■ Written task ■
Copy out the records word for word, starting at the line that contains "the new balance" and continuing through the end of the records.
-- START OF Stored records --
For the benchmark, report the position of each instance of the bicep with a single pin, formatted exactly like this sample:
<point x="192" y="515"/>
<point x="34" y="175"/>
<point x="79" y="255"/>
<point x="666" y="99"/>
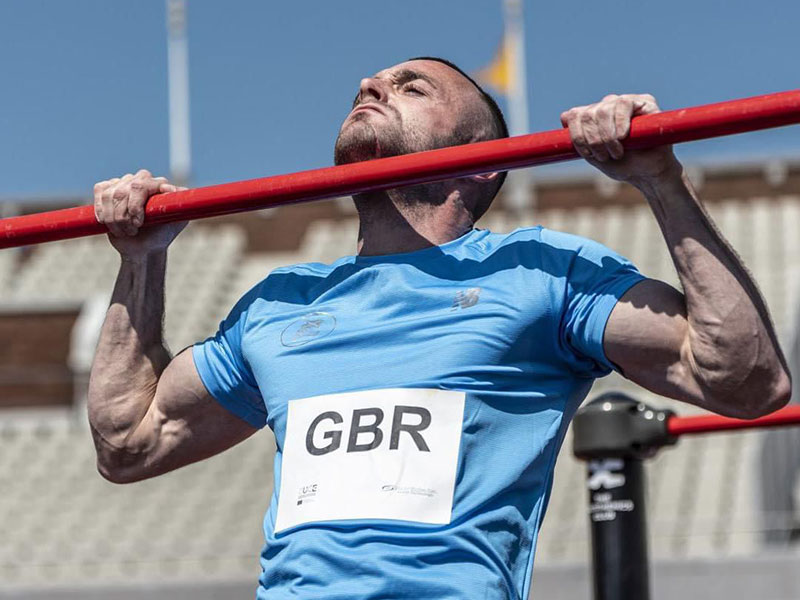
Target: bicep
<point x="184" y="423"/>
<point x="646" y="337"/>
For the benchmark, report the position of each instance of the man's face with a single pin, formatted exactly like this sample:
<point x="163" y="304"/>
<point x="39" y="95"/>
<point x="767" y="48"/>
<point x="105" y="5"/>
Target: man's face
<point x="414" y="106"/>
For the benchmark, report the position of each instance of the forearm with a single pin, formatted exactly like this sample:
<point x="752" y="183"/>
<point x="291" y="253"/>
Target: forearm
<point x="731" y="343"/>
<point x="131" y="354"/>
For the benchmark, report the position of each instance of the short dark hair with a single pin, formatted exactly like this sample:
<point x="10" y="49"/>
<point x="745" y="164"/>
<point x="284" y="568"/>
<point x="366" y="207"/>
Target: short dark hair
<point x="498" y="128"/>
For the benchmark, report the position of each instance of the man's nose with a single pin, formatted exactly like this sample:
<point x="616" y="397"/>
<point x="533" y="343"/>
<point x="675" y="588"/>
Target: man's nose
<point x="373" y="89"/>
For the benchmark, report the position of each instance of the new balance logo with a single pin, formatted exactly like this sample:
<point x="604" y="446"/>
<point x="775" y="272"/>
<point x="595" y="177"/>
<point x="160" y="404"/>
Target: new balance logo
<point x="466" y="298"/>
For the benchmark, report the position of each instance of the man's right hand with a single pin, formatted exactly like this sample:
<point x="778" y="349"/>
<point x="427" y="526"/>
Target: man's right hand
<point x="119" y="204"/>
-- END OF Stored records --
■ Result of the task ■
For the benchmark, report the position of each instance of the new balance logo with a single pin, formatted exactly like this sample:
<point x="604" y="446"/>
<point x="775" y="272"/>
<point x="595" y="177"/>
<point x="160" y="404"/>
Target: new balance logo
<point x="466" y="298"/>
For the benchmark, report the position of each instance of the man's right hand with a single pin, formatted exactly like this sample:
<point x="778" y="349"/>
<point x="427" y="526"/>
Target: man's right hand
<point x="119" y="204"/>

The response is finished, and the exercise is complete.